◆ **What is needed**: Below is a set of entries. Reproduce exactly the lines from the one containing "TARGET = bird's wing feather" through the end, both included.

-------- Data records

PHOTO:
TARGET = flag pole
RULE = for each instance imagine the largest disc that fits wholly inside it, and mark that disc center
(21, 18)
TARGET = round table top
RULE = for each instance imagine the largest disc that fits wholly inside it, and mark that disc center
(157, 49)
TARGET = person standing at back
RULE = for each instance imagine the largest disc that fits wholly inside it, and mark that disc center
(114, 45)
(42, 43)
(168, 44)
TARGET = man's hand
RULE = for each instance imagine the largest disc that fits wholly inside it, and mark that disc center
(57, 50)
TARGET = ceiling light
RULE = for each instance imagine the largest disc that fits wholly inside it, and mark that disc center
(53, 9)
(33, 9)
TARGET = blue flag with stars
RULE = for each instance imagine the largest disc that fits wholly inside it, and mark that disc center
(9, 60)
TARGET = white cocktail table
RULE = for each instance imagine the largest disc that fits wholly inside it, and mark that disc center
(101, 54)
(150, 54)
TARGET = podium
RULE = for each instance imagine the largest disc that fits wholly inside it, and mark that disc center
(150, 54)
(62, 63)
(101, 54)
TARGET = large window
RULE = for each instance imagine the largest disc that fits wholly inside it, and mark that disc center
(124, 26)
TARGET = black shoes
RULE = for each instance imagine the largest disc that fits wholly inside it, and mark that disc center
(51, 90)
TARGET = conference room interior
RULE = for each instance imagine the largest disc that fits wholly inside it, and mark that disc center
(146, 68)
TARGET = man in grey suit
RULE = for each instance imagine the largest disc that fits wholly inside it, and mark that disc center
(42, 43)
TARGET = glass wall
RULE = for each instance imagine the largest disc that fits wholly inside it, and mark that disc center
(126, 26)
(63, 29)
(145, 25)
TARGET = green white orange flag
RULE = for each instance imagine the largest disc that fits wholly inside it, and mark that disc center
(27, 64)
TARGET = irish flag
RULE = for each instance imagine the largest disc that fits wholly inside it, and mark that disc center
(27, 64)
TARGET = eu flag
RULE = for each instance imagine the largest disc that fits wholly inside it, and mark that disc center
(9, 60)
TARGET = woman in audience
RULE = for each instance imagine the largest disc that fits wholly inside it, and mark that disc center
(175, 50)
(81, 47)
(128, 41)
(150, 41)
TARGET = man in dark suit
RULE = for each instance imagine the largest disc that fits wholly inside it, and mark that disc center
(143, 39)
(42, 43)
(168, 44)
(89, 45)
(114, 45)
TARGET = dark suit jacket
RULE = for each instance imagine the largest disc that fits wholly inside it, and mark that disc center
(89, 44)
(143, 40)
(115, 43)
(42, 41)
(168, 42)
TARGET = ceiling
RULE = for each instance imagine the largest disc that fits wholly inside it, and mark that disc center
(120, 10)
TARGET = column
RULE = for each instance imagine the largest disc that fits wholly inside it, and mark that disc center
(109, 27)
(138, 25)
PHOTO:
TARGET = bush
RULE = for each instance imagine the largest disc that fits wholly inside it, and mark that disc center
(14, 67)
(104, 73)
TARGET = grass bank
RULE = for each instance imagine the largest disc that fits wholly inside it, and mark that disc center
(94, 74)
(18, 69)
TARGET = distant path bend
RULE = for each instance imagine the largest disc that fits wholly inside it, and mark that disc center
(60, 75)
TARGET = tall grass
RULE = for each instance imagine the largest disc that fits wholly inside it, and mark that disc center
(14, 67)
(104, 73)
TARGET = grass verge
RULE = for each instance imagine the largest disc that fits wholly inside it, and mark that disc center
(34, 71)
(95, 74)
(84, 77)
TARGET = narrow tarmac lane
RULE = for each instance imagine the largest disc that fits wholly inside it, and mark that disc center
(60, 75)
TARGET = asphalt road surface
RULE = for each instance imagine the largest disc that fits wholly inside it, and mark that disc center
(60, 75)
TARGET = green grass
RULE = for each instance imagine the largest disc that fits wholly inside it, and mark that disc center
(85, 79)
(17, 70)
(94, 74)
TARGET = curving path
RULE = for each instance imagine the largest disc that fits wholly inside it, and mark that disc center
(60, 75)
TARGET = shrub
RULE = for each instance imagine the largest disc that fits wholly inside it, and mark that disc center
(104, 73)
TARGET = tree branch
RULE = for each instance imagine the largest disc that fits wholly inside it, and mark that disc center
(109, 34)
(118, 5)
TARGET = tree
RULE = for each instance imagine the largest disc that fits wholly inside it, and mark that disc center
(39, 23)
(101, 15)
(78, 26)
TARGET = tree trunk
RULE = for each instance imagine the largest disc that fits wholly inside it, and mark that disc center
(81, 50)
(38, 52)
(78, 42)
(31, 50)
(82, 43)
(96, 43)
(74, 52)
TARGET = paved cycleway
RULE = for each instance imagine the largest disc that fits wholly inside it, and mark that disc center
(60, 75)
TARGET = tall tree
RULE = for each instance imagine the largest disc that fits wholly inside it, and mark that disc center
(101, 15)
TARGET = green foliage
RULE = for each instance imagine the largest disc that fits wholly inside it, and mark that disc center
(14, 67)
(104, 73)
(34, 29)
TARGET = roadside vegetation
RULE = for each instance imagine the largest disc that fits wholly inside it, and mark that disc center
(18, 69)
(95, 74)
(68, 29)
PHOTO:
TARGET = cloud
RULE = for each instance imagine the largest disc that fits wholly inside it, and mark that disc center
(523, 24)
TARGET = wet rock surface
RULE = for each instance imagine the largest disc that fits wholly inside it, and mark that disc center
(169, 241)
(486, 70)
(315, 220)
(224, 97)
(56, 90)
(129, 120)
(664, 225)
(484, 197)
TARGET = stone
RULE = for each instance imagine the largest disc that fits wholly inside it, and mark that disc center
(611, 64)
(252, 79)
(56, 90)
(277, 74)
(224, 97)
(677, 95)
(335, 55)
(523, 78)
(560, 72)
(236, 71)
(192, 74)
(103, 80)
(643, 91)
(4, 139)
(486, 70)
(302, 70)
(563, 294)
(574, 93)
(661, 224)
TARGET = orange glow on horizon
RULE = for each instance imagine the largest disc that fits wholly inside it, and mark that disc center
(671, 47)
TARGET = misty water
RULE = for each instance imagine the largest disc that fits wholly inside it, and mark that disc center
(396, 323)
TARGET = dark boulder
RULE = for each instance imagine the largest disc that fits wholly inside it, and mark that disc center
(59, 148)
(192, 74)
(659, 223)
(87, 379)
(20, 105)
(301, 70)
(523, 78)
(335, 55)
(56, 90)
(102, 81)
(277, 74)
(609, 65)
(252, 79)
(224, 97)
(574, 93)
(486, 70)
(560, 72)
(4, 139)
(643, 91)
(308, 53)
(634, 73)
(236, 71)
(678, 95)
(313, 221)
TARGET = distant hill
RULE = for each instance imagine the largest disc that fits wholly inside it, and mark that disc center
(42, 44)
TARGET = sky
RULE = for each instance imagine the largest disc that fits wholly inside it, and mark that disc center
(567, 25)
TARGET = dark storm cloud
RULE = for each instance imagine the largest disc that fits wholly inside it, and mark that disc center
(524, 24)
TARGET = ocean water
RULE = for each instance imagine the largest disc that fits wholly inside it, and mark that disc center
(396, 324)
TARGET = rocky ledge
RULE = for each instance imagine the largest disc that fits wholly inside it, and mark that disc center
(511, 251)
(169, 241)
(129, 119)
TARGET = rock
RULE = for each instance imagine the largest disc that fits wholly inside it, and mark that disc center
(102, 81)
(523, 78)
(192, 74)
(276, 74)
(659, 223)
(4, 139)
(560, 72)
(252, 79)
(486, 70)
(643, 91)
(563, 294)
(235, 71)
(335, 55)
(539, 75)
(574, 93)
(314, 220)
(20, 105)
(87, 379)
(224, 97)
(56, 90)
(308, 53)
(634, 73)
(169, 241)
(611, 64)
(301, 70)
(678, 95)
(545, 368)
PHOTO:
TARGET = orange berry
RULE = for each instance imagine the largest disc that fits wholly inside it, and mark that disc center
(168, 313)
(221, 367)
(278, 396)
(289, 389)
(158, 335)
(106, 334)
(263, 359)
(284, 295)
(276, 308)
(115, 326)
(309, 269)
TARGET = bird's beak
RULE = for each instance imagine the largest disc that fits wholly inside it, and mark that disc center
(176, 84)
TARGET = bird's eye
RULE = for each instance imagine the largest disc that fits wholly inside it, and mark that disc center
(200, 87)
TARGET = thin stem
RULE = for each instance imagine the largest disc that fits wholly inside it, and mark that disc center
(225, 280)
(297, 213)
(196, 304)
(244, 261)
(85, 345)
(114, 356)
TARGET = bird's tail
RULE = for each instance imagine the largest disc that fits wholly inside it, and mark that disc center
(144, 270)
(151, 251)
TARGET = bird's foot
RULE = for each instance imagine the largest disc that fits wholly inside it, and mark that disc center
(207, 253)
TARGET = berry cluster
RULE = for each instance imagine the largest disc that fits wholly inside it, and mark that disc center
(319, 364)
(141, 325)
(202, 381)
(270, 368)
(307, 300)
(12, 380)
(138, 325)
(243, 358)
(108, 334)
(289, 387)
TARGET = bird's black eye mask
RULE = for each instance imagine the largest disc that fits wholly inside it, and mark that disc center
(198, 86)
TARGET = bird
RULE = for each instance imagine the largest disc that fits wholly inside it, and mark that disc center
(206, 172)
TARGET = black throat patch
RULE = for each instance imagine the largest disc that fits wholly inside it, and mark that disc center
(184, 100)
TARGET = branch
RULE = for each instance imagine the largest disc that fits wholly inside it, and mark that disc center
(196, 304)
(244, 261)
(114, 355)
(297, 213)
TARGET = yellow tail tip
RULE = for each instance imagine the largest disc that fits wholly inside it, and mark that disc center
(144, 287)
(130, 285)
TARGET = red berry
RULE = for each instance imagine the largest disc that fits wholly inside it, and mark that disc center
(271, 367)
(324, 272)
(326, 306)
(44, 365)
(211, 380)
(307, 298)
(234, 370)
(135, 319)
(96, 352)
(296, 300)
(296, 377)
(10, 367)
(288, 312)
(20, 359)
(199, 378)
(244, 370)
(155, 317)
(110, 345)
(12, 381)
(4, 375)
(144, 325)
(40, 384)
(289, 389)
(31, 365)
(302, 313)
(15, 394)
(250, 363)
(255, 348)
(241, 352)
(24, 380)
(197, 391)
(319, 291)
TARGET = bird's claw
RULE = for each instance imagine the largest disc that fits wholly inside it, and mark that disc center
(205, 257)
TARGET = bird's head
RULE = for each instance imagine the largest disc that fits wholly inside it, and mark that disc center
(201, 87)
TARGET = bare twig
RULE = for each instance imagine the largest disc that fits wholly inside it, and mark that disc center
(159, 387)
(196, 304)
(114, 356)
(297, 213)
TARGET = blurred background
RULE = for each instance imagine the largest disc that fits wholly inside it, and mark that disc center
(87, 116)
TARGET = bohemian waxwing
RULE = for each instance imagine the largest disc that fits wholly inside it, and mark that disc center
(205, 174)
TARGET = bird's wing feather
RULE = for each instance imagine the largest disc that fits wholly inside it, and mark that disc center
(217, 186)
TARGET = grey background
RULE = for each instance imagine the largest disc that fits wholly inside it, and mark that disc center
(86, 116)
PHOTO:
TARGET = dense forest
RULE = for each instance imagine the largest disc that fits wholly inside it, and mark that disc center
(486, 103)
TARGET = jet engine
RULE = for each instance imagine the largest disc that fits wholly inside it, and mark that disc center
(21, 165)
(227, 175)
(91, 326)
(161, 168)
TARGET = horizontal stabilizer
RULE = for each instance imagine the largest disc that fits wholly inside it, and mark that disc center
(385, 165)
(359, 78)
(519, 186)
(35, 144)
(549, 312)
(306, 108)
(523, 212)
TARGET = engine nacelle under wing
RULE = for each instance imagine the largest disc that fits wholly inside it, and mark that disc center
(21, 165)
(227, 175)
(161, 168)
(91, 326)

----------------

◆ **Exercise response**:
TARGET = bird's wing feather
RULE = for each instance imagine the largest disc that fits wholly inside it, and mark that disc center
(217, 186)
TARGET = grey background
RULE = for each instance imagine the largest disc that fits wholly inside it, and mark that disc center
(86, 116)
PHOTO:
TARGET = dense forest
RULE = for each instance imagine the largest disc that fits wholly inside it, and mark that disc center
(486, 103)
TARGET = jet engine
RULE = for each instance imagine the largest disc that fits wholly inside it, and mark that disc center
(21, 165)
(227, 175)
(91, 326)
(161, 168)
TARGET = horizontal stabilizer
RULE = for each instance imagine the largest disc that fits wholly inside it, and mark that disc center
(385, 165)
(359, 78)
(519, 186)
(35, 144)
(549, 312)
(306, 108)
(523, 212)
TARGET = engine nacelle under wing
RULE = for each instance imagine the largest disc that fits wholly inside it, and mark that disc center
(21, 165)
(227, 175)
(161, 168)
(91, 326)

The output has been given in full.